> WHAT THE TASK REQUIRES:
In the essay on anger and choosing happiness below, condense the paragraph beginning "Today many face the challenges" into a short bulleted list that keeps its main facts.

> TEXT BLOCK:
┄┄┄┄┄┄┄┄┄┄┄┄┄┄┄┄┄┄┄┄

You make me so MAD! Really?

Written by Mick Edlefsen

There once was a five-year-old boy who’s circumstances in life delivered him into unfamiliar surroundings. His parents had divorced and now, a new marriage had consigned him to the care of his father and a new young bride. She was pleasant on the outside but carried within her an anger which resulted in her inability to parent in a loving way. She probably hadn’t learned parenting skills from her home. Nevertheless, this inner anger eventually resulted in physical and mental abuse of the boy. Her frustrations compounded as baby brother and then a sister joined the family. Her uncomfortable pregnancies and her daily choices contributed to her inability to feel happy. This now seven-year-old boy, from the beginning, was subjected to physical beatings, restrictive confinement, and strong verbal abuse as he lived in fear of his stepmother. She often threatened him with dire reprisals if he told his father about what she was doing. I was this boy.

Today many face the challenges of fear, loneliness, and enmity. The septic sources of these feelings are many. Dysfunctional family life, abuse, addictions, and false self-beliefs are some of these negative contributors. But, these feelings do not just exist in the chaos of toxic choices. Even when people are surrounded by the best of circumstances, many choose to embrace the draining influences found in the shadows of their experiences. And yet, there are a few who learn how to take constructive ownership of their emotional choices.

I’m not alone in my understanding of abuse. Unfortunately, there are too many who experience this… and worse. For me, having this kind of baggage in my life could have easily allowed me to unload my frustrations upon those around me by choosing to blame my outcomes on others. And, for a time I was filled with anger and blame.
Reflecting back, I’m not sure exactly when, but somehow in my high school years I discovered the idea that I could choose to be happy or sad. It was my conscious choice. Someone or something planted this belief in my brain. Since then it has been a teaching I have passed on to many around me, including my wife and children.
I asked my wife and now adult daughters, who all have children of their own, to relate their feelings on this ‘choosing happiness” teaching.

They submitted the following.

┄┄┄┄┄┄┄┄┄┄┄┄┄┄┄┄┄┄┄┄

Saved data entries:
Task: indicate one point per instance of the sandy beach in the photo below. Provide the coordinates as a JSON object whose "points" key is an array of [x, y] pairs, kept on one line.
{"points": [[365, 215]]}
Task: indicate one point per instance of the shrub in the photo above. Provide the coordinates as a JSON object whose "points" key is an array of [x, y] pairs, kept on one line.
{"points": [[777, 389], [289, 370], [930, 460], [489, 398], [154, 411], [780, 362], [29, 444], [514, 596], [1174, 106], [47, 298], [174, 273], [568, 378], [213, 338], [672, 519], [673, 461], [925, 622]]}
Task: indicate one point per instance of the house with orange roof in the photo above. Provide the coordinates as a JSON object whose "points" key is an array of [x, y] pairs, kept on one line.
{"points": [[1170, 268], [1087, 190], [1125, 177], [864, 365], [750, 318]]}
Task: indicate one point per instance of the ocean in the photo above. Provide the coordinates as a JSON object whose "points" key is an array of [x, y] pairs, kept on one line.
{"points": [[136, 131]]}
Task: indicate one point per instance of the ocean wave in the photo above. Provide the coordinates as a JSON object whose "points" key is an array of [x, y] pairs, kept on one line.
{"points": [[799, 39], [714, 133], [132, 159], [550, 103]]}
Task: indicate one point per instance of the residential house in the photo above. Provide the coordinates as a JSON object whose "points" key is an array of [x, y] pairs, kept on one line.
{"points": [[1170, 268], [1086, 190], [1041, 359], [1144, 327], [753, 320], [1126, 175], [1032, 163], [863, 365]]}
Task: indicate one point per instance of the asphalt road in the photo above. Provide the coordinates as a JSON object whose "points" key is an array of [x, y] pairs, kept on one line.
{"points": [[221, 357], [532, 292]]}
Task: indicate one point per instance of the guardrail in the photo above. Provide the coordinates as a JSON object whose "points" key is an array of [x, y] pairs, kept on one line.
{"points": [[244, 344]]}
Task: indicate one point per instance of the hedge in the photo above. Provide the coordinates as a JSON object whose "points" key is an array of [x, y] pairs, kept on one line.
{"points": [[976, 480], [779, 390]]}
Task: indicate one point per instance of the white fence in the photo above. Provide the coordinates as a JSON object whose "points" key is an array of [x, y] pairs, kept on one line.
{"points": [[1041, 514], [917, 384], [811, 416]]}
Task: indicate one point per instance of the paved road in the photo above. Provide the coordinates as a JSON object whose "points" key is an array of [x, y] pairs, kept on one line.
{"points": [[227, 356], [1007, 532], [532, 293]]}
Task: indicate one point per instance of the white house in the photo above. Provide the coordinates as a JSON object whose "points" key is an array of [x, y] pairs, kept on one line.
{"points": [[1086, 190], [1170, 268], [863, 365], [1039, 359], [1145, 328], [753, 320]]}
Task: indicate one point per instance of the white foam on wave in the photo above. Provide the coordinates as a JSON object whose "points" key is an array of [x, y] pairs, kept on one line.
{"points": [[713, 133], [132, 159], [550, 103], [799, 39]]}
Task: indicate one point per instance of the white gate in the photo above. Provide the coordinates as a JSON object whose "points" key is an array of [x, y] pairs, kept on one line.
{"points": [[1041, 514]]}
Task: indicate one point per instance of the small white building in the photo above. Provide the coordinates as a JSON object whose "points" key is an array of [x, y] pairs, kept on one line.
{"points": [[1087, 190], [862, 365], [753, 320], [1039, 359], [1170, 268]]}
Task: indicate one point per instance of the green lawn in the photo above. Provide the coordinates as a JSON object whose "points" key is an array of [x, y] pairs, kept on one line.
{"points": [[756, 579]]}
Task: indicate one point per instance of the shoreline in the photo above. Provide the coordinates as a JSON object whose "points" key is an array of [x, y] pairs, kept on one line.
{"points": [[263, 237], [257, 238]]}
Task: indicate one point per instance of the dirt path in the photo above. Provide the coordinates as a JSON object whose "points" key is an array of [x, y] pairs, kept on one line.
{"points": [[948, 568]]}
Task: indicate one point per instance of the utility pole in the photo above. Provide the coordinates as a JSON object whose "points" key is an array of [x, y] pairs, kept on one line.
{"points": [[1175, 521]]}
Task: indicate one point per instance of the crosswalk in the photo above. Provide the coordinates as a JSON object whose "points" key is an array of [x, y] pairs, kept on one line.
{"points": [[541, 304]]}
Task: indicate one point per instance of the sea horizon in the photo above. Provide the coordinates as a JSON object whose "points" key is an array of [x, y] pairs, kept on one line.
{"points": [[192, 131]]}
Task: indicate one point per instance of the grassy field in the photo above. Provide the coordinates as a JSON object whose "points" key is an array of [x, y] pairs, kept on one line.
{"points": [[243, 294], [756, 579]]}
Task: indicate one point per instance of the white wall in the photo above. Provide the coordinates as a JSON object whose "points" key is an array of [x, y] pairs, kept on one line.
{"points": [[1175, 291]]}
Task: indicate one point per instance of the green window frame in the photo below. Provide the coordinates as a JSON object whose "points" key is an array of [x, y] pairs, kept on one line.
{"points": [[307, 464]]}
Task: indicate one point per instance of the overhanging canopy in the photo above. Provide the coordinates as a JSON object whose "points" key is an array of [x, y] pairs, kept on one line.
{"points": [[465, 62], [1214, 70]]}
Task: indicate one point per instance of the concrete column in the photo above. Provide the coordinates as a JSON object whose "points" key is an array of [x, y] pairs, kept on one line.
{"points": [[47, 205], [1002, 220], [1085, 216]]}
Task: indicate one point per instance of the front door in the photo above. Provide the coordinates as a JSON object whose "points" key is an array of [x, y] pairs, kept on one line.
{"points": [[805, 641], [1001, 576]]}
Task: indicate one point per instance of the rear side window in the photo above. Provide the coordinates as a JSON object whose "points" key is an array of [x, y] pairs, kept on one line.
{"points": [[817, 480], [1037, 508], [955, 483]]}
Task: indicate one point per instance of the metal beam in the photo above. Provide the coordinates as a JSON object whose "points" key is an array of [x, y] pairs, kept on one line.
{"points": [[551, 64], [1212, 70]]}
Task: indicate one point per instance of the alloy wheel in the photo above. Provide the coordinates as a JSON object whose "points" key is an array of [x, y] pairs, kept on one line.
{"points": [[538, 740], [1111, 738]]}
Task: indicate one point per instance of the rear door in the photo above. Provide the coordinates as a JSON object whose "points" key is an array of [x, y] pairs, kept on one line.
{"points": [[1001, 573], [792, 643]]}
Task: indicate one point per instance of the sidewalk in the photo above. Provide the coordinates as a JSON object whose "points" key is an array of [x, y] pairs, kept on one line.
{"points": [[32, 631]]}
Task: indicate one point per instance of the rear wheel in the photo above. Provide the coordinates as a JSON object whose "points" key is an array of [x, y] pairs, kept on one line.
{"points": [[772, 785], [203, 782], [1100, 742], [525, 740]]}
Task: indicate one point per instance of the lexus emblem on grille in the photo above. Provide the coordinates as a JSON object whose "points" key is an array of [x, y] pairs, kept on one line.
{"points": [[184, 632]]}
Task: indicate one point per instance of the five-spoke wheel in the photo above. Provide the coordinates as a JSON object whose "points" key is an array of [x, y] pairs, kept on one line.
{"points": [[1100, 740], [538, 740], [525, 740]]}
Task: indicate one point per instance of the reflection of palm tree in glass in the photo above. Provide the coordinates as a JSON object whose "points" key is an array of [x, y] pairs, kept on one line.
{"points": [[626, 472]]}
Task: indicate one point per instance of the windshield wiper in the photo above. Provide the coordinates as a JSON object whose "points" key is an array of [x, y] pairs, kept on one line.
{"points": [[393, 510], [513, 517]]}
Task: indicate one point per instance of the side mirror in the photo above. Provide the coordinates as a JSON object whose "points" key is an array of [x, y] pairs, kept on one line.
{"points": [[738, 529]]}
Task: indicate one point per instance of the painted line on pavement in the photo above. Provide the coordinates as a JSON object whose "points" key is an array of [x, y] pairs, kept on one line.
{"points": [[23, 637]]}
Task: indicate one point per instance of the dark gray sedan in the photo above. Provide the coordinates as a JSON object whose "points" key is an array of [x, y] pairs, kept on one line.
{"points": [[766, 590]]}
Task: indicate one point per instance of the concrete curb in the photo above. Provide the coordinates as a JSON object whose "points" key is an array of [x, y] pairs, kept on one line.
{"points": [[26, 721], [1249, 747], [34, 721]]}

┄┄┄┄┄┄┄┄┄┄┄┄┄┄┄┄┄┄┄┄

> COMPLETED EXERCISE:
- Many people today face fear, loneliness, and enmity.
- These feelings have many sources, including dysfunctional family life, abuse, addictions, and false self-beliefs.
- The feelings don't arise only from toxic choices. Even in the best circumstances, many people choose to embrace draining influences from their experiences.
- A few people learn to take constructive ownership of their emotional choices.